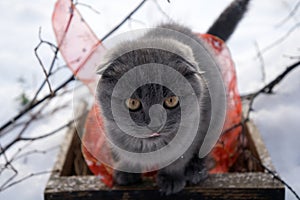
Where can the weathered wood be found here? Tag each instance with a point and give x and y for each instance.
(254, 185)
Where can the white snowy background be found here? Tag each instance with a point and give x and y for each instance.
(277, 116)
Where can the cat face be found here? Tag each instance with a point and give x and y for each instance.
(163, 121)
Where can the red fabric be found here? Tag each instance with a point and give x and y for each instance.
(80, 48)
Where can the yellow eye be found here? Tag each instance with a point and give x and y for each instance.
(171, 102)
(133, 104)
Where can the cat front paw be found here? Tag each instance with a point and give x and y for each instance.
(170, 184)
(124, 178)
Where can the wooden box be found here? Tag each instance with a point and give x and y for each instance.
(73, 180)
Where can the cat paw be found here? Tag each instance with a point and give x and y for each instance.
(170, 184)
(196, 172)
(124, 178)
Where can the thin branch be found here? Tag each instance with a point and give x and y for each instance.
(6, 186)
(281, 39)
(262, 62)
(290, 15)
(87, 6)
(34, 103)
(275, 175)
(124, 20)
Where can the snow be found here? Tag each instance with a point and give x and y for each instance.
(277, 116)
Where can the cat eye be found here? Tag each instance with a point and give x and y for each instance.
(133, 104)
(171, 102)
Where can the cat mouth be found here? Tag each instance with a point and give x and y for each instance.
(154, 135)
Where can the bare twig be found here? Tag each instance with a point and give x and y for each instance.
(268, 89)
(162, 11)
(76, 3)
(281, 39)
(8, 185)
(124, 20)
(262, 62)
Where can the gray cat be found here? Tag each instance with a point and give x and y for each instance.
(176, 52)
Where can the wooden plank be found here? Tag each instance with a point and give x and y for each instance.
(256, 185)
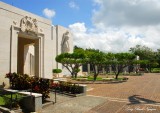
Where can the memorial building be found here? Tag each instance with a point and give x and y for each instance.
(29, 43)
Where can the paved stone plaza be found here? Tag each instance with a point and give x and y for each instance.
(140, 94)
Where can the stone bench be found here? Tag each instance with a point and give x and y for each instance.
(31, 102)
(82, 79)
(107, 79)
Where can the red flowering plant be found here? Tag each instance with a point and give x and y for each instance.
(41, 85)
(54, 85)
(24, 82)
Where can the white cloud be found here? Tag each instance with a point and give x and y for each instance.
(119, 25)
(49, 13)
(127, 12)
(73, 5)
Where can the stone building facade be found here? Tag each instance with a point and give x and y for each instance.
(29, 43)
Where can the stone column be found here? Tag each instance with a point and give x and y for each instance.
(13, 49)
(89, 68)
(37, 58)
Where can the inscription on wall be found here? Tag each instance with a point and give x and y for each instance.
(29, 25)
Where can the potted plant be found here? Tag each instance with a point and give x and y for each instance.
(56, 71)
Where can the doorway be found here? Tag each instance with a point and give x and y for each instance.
(26, 56)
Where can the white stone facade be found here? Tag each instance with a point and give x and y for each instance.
(29, 43)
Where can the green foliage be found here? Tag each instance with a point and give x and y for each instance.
(72, 61)
(67, 87)
(56, 70)
(19, 81)
(24, 82)
(155, 70)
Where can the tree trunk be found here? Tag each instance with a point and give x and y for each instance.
(75, 75)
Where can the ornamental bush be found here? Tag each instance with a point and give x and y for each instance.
(24, 82)
(56, 70)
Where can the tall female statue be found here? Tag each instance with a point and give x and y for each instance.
(65, 44)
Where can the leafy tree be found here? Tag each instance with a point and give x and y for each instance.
(72, 61)
(96, 59)
(145, 53)
(118, 61)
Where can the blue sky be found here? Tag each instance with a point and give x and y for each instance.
(65, 14)
(108, 25)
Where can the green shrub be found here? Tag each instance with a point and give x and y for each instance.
(24, 82)
(56, 70)
(156, 70)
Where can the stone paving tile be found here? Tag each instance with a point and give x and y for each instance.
(147, 86)
(75, 105)
(140, 94)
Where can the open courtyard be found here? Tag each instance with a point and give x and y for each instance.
(140, 94)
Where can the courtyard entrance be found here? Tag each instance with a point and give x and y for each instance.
(27, 51)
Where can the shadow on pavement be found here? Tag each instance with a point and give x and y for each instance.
(136, 99)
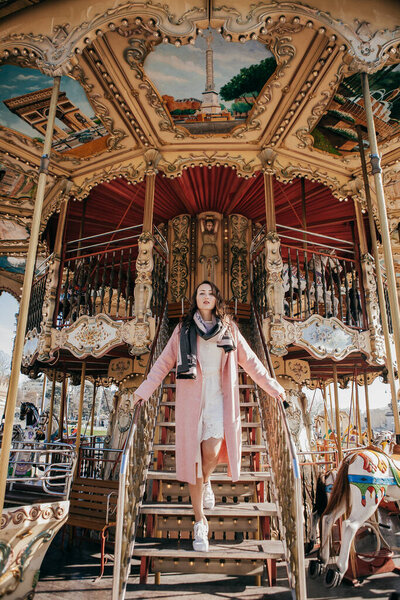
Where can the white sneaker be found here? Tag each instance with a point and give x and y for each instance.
(200, 542)
(208, 496)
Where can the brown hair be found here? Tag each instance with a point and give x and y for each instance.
(218, 311)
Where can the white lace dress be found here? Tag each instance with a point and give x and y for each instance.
(212, 415)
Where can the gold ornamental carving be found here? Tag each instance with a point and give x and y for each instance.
(143, 286)
(373, 311)
(180, 245)
(239, 244)
(321, 337)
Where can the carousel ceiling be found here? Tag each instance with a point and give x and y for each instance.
(118, 204)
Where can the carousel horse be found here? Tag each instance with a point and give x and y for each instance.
(30, 413)
(363, 479)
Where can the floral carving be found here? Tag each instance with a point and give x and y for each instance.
(180, 257)
(144, 267)
(239, 251)
(322, 337)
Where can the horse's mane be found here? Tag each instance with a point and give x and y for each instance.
(341, 488)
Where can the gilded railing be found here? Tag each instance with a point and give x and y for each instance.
(132, 474)
(285, 472)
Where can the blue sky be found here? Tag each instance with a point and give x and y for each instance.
(15, 81)
(181, 72)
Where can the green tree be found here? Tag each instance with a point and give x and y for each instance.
(241, 107)
(249, 81)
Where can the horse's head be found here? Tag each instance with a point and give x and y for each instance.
(23, 410)
(29, 412)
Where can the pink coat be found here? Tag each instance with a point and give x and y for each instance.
(188, 401)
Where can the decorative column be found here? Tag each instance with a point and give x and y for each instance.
(379, 286)
(388, 258)
(52, 282)
(80, 412)
(142, 324)
(51, 407)
(337, 414)
(273, 262)
(370, 288)
(26, 294)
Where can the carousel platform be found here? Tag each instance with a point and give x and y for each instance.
(71, 574)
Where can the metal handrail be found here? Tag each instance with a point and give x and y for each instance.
(285, 471)
(91, 237)
(37, 452)
(327, 237)
(124, 539)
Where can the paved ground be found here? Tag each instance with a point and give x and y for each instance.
(70, 574)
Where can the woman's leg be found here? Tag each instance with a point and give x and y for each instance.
(209, 454)
(196, 495)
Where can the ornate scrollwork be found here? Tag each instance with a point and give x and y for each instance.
(101, 110)
(322, 337)
(180, 257)
(239, 262)
(373, 311)
(144, 268)
(135, 55)
(274, 266)
(279, 42)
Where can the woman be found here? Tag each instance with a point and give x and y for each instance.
(207, 349)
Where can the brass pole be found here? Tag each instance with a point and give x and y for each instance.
(360, 228)
(149, 202)
(62, 409)
(51, 407)
(93, 409)
(387, 250)
(43, 394)
(303, 211)
(369, 428)
(358, 410)
(379, 283)
(26, 294)
(337, 414)
(269, 202)
(81, 398)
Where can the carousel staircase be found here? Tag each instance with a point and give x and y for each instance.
(242, 523)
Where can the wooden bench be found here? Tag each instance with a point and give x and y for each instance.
(93, 505)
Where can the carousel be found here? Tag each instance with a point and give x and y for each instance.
(147, 147)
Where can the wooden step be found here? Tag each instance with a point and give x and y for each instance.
(245, 448)
(243, 424)
(239, 509)
(250, 476)
(245, 550)
(242, 404)
(241, 386)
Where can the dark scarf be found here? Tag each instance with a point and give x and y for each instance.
(187, 357)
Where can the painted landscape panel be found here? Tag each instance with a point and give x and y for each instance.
(212, 85)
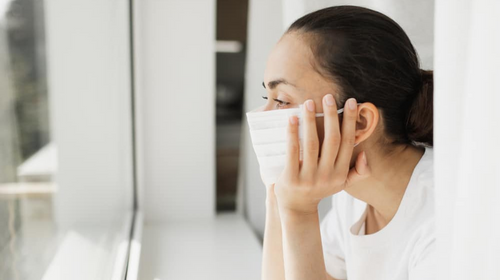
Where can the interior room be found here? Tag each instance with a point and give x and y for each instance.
(129, 139)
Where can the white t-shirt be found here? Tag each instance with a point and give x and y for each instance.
(403, 249)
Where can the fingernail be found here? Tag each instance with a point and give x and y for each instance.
(310, 105)
(351, 103)
(329, 100)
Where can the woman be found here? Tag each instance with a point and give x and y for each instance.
(375, 158)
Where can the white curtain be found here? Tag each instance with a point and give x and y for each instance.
(467, 137)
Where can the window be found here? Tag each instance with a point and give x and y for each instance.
(66, 186)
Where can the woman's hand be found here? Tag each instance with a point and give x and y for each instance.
(302, 185)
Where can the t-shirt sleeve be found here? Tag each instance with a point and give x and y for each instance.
(331, 238)
(423, 259)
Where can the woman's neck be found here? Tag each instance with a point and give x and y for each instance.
(385, 188)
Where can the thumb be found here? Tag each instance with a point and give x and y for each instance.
(360, 171)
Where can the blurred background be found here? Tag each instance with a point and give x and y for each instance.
(124, 151)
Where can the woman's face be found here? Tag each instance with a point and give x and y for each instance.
(290, 78)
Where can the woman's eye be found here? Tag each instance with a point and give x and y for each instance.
(279, 103)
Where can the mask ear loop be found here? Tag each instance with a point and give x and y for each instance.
(339, 111)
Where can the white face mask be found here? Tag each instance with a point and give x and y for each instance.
(268, 131)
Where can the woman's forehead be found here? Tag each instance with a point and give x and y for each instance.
(291, 60)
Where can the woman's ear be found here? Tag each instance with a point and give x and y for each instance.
(367, 121)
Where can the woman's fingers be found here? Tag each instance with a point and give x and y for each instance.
(293, 151)
(347, 137)
(332, 138)
(310, 139)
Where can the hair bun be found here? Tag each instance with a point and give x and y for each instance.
(419, 124)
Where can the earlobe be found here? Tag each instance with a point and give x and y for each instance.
(368, 118)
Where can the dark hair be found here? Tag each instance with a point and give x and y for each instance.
(372, 59)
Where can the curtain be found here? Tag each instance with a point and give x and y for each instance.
(466, 131)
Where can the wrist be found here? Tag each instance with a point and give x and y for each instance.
(294, 217)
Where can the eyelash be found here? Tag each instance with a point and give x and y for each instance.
(280, 103)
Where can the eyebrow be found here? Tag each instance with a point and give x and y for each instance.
(273, 84)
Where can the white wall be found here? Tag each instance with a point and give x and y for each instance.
(89, 97)
(175, 98)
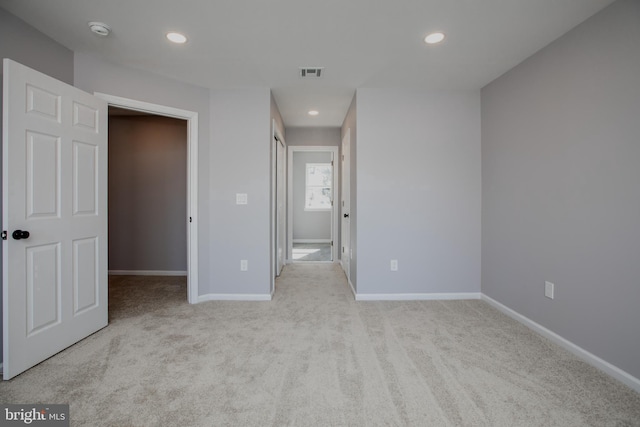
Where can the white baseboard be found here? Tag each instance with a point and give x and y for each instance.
(147, 273)
(583, 354)
(417, 297)
(234, 297)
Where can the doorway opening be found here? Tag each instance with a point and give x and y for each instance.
(312, 225)
(165, 228)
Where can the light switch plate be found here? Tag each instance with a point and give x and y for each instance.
(549, 289)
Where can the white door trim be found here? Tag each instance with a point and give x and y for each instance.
(192, 177)
(276, 138)
(336, 192)
(345, 197)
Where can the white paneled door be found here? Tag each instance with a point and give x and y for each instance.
(54, 198)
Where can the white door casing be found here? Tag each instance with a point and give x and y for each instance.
(54, 187)
(192, 179)
(280, 201)
(345, 253)
(334, 185)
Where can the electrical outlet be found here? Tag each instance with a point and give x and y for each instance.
(549, 289)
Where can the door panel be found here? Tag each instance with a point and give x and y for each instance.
(54, 187)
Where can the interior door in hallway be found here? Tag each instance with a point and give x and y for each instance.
(345, 223)
(54, 213)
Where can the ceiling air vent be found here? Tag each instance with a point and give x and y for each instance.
(311, 72)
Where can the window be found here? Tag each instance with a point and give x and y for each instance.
(318, 180)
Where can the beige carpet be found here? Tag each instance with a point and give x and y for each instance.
(315, 357)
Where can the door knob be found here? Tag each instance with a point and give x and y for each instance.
(19, 234)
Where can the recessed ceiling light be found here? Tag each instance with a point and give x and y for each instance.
(434, 38)
(177, 37)
(100, 28)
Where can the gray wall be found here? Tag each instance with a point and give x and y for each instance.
(561, 193)
(418, 191)
(26, 45)
(350, 126)
(303, 223)
(95, 75)
(307, 225)
(240, 163)
(147, 193)
(326, 137)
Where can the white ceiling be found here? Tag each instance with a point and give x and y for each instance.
(361, 43)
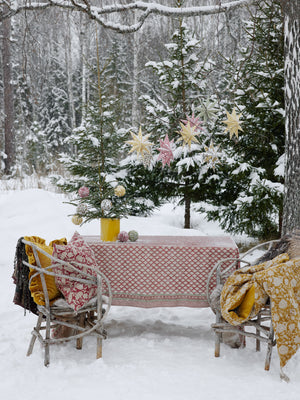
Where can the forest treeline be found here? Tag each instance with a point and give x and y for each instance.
(63, 64)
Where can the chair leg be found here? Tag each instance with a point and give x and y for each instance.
(79, 341)
(46, 341)
(34, 334)
(270, 348)
(218, 335)
(258, 333)
(99, 347)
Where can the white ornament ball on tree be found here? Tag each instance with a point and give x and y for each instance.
(106, 205)
(83, 191)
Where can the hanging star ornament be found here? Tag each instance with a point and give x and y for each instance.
(211, 155)
(194, 122)
(165, 151)
(233, 123)
(140, 143)
(188, 134)
(207, 110)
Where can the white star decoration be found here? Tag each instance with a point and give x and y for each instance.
(165, 151)
(140, 143)
(188, 134)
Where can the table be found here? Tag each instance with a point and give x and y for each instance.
(161, 271)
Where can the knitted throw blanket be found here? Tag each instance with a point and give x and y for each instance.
(22, 295)
(247, 290)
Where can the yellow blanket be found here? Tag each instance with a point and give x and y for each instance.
(247, 290)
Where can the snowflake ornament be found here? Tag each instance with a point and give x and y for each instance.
(83, 192)
(165, 151)
(140, 143)
(207, 110)
(81, 209)
(233, 123)
(147, 159)
(194, 122)
(77, 220)
(188, 135)
(211, 155)
(106, 205)
(119, 191)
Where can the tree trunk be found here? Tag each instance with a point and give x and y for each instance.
(8, 96)
(291, 207)
(187, 211)
(135, 82)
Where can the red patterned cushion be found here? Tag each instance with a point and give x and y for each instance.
(77, 294)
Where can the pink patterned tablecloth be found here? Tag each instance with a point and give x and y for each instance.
(161, 271)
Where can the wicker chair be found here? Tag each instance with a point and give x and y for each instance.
(260, 327)
(88, 320)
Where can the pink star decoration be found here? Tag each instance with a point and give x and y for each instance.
(194, 122)
(165, 151)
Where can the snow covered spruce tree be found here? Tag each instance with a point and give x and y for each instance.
(250, 197)
(96, 179)
(291, 215)
(181, 78)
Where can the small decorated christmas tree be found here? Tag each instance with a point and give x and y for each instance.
(94, 166)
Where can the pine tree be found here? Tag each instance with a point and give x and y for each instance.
(182, 76)
(249, 199)
(96, 163)
(53, 108)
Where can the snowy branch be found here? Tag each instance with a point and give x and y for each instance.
(98, 13)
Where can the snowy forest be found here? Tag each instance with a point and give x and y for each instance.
(80, 92)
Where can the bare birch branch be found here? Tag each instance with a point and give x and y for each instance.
(144, 9)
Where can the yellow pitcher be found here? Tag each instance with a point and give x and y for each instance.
(110, 228)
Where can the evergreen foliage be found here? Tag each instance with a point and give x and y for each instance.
(249, 198)
(182, 77)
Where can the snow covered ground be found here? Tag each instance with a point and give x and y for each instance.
(160, 353)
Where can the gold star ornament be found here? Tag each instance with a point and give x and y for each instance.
(188, 134)
(211, 155)
(140, 143)
(233, 123)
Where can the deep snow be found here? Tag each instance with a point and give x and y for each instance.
(160, 353)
________________
All lines from the line containing "Where can the evergreen" through the end of the listing above are to be duplicated exactly; include both ends and nothing further.

Response below -
Where can the evergreen foliage be found here? Tag each instance with a point and give x and y for each instance.
(249, 198)
(182, 77)
Where can the snow covered ground be found here? Tag each instance with a point and give x and y for each instance.
(160, 353)
Where can the gold star ornament be found here? Tag each instance with a point and give x and y for each instance.
(188, 134)
(211, 155)
(140, 143)
(233, 123)
Where can the deep snow be found here? Tag each instance with a point and give x and y for each instance.
(160, 353)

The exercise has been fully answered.